**Problem to solve:**
Return, unchanged, each line of the material below that contains the string "self".

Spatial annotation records
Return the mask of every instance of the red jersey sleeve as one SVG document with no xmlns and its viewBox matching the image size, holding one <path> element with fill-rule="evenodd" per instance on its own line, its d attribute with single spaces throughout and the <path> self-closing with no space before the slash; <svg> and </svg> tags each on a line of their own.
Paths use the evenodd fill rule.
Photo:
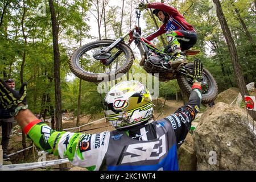
<svg viewBox="0 0 256 182">
<path fill-rule="evenodd" d="M 164 34 L 165 32 L 166 32 L 166 30 L 164 30 L 164 27 L 165 26 L 164 24 L 162 24 L 158 30 L 156 30 L 153 34 L 147 36 L 146 39 L 148 41 L 151 41 L 155 39 L 156 37 L 161 35 L 163 34 Z"/>
</svg>

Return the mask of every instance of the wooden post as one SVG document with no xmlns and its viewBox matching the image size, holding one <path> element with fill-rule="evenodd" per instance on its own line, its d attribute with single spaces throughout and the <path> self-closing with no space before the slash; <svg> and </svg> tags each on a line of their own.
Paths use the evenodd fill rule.
<svg viewBox="0 0 256 182">
<path fill-rule="evenodd" d="M 0 171 L 3 169 L 3 150 L 2 146 L 0 146 Z"/>
<path fill-rule="evenodd" d="M 33 144 L 33 156 L 34 156 L 34 160 L 35 160 L 35 146 Z"/>
</svg>

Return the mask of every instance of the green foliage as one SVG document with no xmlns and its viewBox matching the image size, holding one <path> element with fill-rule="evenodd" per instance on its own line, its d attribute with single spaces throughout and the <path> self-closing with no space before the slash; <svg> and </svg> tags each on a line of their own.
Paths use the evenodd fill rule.
<svg viewBox="0 0 256 182">
<path fill-rule="evenodd" d="M 154 2 L 153 0 L 149 1 Z M 38 13 L 38 6 L 42 2 L 45 3 L 46 10 L 46 14 L 43 16 Z M 130 26 L 134 24 L 134 8 L 138 4 L 135 4 L 134 1 L 125 1 L 123 22 L 121 23 L 122 9 L 120 5 L 118 6 L 118 4 L 114 4 L 112 2 L 112 0 L 110 0 L 107 3 L 105 9 L 105 19 L 104 15 L 101 17 L 102 38 L 105 38 L 103 35 L 105 33 L 105 30 L 107 38 L 115 38 L 119 36 L 120 33 L 123 35 Z M 199 58 L 203 63 L 204 67 L 216 79 L 220 92 L 231 86 L 237 86 L 230 55 L 222 30 L 217 16 L 209 13 L 209 1 L 172 0 L 164 2 L 176 8 L 184 15 L 187 22 L 193 25 L 197 32 L 197 42 L 192 49 L 200 49 L 201 52 L 196 56 L 188 56 L 188 60 L 193 62 L 195 57 Z M 2 23 L 0 26 L 1 77 L 14 78 L 18 89 L 20 86 L 20 68 L 25 54 L 23 73 L 24 81 L 28 82 L 27 101 L 30 108 L 36 113 L 47 109 L 47 113 L 49 115 L 49 107 L 54 107 L 55 106 L 55 96 L 52 27 L 47 1 L 25 0 L 24 9 L 23 1 L 11 1 L 2 14 L 6 2 L 6 1 L 0 2 L 0 15 L 2 15 L 0 16 L 3 17 Z M 255 44 L 251 43 L 247 35 L 245 34 L 244 27 L 241 24 L 235 9 L 239 10 L 240 17 L 255 42 L 256 16 L 254 3 L 253 0 L 221 1 L 247 84 L 255 81 L 256 77 Z M 67 81 L 67 75 L 71 73 L 68 61 L 74 50 L 80 46 L 80 41 L 84 44 L 86 43 L 88 39 L 95 37 L 95 35 L 91 35 L 89 32 L 92 26 L 95 26 L 96 24 L 90 23 L 92 22 L 90 20 L 92 19 L 96 22 L 96 18 L 98 18 L 94 3 L 93 1 L 85 0 L 61 0 L 55 1 L 55 3 L 59 22 L 62 106 L 63 110 L 73 111 L 76 114 L 77 111 L 79 80 L 76 78 Z M 102 6 L 102 2 L 100 2 L 100 4 Z M 129 9 L 130 7 L 131 9 Z M 99 10 L 102 9 L 101 6 Z M 96 15 L 96 17 L 92 15 L 92 13 Z M 141 20 L 144 20 L 146 24 L 146 27 L 142 30 L 142 36 L 146 36 L 155 31 L 156 28 L 148 10 L 143 11 L 142 15 Z M 24 21 L 22 24 L 23 17 Z M 101 18 L 100 16 L 99 18 Z M 159 27 L 162 22 L 156 17 L 155 18 Z M 104 26 L 106 26 L 106 29 Z M 152 42 L 158 47 L 163 47 L 159 37 Z M 131 48 L 134 48 L 133 44 Z M 143 68 L 139 66 L 140 60 L 137 59 L 140 58 L 140 56 L 138 56 L 136 52 L 135 55 L 137 59 L 129 71 L 130 80 L 134 76 L 147 75 Z M 88 60 L 85 59 L 84 64 L 84 66 L 86 66 L 86 69 L 93 70 L 97 68 L 97 63 L 88 66 L 86 61 Z M 127 75 L 125 75 L 123 78 L 126 77 Z M 93 115 L 102 113 L 102 103 L 105 94 L 101 95 L 97 92 L 97 85 L 94 83 L 82 81 L 81 90 L 81 113 Z M 159 84 L 160 97 L 174 98 L 176 93 L 179 92 L 176 80 L 160 82 Z M 44 96 L 47 96 L 48 102 L 43 101 Z"/>
</svg>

**Final answer:**
Return the mask of every instance of the red jersey sleeve as one SVG document with no xmlns and its viewBox matching the image size, holding one <path> element with fill-rule="evenodd" per instance on its own line, its d attribute with single spaces throughout and the <path> self-closing with no space before the slash; <svg> and </svg> tags each on a line of their own.
Return the mask of every instance of the wooden post as one SVG document with no xmlns and its viewBox matching the image size, holding one <path> element with fill-rule="evenodd" per instance on its own line, its d attribute with single spaces throughout and the <path> self-closing with no space before the slash; <svg> and </svg> tags each on a line of their own.
Return the mask of every instance of the green foliage as one SVG document with no xmlns and its viewBox matching the image size, holding one <path> element with fill-rule="evenodd" per instance on its own line, its d attribute with single spaces throughout and the <path> self-closing with no space before the slash; <svg> and </svg> tags each on a line of their own.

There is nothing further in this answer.